Having read the material, return every line of it exactly.

- Opening Delimiter -

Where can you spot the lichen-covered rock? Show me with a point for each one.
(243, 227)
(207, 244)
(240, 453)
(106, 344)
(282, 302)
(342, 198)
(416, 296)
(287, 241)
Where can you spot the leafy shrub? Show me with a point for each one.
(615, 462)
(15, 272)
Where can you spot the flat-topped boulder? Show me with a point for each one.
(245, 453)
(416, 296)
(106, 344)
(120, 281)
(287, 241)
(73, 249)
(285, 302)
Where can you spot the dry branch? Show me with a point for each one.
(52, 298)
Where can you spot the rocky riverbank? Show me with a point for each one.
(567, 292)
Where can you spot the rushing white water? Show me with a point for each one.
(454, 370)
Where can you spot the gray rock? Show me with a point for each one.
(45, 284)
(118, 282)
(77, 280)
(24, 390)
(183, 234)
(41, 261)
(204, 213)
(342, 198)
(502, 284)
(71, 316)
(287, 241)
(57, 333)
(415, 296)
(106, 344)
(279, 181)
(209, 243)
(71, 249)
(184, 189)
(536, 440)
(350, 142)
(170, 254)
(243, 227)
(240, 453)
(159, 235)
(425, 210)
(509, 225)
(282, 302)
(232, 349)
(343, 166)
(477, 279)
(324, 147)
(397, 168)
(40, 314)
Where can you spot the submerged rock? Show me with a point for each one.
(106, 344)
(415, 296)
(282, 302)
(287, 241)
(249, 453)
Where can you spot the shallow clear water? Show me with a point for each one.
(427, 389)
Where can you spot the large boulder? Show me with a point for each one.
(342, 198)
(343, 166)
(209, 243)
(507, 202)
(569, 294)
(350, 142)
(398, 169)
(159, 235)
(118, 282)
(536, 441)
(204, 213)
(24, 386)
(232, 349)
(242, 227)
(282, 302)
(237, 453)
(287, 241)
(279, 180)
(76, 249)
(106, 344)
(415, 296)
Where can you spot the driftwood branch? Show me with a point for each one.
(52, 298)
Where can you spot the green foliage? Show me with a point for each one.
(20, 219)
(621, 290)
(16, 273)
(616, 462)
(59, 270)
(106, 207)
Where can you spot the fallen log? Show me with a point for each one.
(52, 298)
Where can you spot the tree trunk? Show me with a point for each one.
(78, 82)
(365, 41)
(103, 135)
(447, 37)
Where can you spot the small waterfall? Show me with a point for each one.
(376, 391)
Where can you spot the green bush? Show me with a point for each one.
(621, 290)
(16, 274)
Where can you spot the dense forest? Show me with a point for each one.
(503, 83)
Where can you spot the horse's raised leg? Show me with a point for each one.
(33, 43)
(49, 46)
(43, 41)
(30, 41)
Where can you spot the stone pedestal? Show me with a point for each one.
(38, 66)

- Closing Delimiter -

_Task response_
Where can you spot the lichen-covered rock? Show me with a point for each one.
(243, 227)
(207, 244)
(240, 453)
(106, 344)
(282, 302)
(342, 198)
(416, 296)
(287, 241)
Where can you spot the leafy shrub? Show me with a point for each one.
(615, 462)
(15, 272)
Where can you spot the flat-topped boulder? Show me with a point for each one.
(245, 453)
(416, 296)
(106, 344)
(120, 281)
(287, 241)
(73, 249)
(285, 302)
Where can you spot the dry branch? Show me with a point for each one.
(52, 298)
Where can you spot the rocky riverbank? Show me with a point for each one.
(567, 292)
Where can you spot the rushing white water? Show me with a point for each one.
(454, 370)
Where can you spot the gray rock? Show me with a point for each one.
(45, 284)
(118, 282)
(77, 280)
(24, 390)
(183, 234)
(41, 261)
(204, 213)
(342, 198)
(502, 284)
(71, 316)
(287, 241)
(57, 333)
(415, 296)
(106, 344)
(279, 181)
(209, 243)
(71, 249)
(184, 189)
(536, 440)
(350, 142)
(170, 254)
(243, 227)
(240, 453)
(159, 235)
(425, 210)
(509, 225)
(282, 302)
(232, 349)
(343, 166)
(477, 279)
(324, 147)
(397, 168)
(40, 314)
Where can you spot the submerged rock? Show me with a point for each one.
(106, 344)
(415, 296)
(282, 302)
(287, 241)
(249, 453)
Where can you spot the shallow clear water? Show me with a point for each one.
(427, 389)
Where can you spot the large boulder? Show me with a point for each one.
(342, 198)
(343, 166)
(209, 243)
(507, 202)
(569, 294)
(350, 142)
(398, 169)
(159, 235)
(118, 282)
(536, 441)
(204, 213)
(24, 386)
(232, 349)
(242, 227)
(282, 302)
(237, 453)
(287, 241)
(279, 180)
(76, 249)
(106, 344)
(415, 296)
Where can you spot the driftwood branch? Show me with a point for each one.
(52, 298)
Where can you spot the green foliage? Show me with a point for each one.
(20, 219)
(621, 290)
(16, 273)
(616, 462)
(59, 270)
(106, 207)
Where can you spot the fallen log? Show me with a point for each one.
(52, 298)
Where can you spot the tree trunk? Show me with a point for each one.
(78, 82)
(365, 41)
(103, 135)
(447, 37)
Where can you spot the small waterfall? Show me with a point for each one.
(376, 391)
Where can you spot the green bush? Show me with a point for each one.
(621, 290)
(16, 274)
Where can you spot the dense forest? Show me with a point for each one.
(503, 83)
Where can you spot the horse's raised leg? Show me with a point for each one.
(33, 43)
(49, 46)
(43, 41)
(30, 41)
Where can you spot the stone pedestal? Show me with a point for each one.
(38, 66)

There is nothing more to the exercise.